> WORK REQUIRED: Scan the data below and copy each line where "glass" occurs.

↓

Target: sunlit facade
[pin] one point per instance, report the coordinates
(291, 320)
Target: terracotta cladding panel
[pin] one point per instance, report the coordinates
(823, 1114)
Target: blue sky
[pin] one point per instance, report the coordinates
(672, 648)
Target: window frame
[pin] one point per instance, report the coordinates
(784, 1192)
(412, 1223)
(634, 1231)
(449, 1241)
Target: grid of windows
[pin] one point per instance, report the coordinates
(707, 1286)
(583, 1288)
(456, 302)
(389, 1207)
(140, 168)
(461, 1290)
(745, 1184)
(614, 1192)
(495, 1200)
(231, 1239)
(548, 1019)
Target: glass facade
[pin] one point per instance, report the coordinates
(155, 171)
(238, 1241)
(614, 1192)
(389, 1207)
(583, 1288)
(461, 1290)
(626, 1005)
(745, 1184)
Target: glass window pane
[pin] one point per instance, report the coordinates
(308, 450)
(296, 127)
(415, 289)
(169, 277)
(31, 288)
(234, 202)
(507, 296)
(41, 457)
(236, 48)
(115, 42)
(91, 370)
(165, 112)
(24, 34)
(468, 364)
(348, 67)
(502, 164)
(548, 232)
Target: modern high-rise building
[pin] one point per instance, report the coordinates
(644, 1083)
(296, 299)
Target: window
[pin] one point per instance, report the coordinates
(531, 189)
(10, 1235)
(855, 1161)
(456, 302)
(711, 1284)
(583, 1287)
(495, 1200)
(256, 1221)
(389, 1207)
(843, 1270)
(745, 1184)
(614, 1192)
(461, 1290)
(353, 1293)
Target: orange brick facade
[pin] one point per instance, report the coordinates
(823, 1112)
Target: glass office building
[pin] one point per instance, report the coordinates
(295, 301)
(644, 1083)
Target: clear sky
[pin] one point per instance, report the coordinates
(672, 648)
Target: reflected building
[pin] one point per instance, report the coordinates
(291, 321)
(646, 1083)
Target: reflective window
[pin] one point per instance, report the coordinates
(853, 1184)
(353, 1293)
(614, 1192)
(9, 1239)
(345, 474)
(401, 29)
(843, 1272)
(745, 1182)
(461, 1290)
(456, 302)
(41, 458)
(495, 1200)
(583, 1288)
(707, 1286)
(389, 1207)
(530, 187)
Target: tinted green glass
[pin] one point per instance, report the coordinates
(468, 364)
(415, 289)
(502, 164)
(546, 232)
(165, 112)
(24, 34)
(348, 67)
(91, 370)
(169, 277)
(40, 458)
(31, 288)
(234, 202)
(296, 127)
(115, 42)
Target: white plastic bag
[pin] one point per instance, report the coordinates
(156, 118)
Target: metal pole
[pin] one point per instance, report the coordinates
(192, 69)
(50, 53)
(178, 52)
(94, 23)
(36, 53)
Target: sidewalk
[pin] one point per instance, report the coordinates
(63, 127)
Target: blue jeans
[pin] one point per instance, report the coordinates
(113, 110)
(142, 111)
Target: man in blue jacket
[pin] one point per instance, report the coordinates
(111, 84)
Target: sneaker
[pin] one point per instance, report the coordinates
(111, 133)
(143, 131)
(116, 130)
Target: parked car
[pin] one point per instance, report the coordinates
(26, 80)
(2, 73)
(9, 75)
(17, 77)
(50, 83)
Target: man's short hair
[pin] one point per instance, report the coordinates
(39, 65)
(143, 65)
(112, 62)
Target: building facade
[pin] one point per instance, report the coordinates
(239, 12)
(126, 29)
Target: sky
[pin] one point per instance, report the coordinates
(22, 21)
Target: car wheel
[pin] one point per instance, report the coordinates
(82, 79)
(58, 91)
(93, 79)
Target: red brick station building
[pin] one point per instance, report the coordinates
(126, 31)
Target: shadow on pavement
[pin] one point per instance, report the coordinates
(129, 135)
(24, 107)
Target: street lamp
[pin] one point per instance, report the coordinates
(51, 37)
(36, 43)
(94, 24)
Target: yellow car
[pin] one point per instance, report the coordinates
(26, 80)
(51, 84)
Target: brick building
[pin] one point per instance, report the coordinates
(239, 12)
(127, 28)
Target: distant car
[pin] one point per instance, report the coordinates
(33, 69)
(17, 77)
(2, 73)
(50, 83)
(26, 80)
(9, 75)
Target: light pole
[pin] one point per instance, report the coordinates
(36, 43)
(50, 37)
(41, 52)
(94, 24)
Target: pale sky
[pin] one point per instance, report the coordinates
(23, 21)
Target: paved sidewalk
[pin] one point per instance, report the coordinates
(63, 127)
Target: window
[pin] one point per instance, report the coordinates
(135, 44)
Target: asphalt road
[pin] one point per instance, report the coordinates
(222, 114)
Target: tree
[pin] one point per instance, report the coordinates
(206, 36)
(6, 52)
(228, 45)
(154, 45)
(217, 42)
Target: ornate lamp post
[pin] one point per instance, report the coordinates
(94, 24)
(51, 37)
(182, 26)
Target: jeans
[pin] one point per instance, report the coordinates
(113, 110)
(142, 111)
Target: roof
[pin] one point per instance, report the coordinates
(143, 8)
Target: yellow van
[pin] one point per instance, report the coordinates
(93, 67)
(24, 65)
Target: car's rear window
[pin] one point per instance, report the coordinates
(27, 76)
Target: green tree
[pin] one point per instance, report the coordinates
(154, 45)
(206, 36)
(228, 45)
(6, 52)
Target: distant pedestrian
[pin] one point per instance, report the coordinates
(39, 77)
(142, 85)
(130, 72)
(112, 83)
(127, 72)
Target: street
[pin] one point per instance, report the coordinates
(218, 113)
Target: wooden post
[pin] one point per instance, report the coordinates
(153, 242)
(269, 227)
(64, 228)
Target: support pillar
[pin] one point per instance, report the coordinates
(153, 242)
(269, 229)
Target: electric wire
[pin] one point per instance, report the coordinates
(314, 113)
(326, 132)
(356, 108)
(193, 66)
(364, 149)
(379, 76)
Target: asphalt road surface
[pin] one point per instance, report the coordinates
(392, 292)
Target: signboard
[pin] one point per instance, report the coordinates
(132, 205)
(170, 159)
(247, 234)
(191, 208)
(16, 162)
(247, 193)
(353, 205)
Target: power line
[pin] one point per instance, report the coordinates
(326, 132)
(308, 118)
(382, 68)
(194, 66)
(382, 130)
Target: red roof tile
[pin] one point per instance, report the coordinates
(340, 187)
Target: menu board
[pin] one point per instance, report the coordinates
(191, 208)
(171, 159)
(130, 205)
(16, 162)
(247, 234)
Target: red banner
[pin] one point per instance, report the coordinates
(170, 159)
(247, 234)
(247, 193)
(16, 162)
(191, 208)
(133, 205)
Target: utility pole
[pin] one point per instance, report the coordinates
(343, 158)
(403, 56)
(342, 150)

↑

> RESULT FOR THIS TASK:
Target: glass facade
Target: glass window pane
Target: glass office building
Target: tinted green glass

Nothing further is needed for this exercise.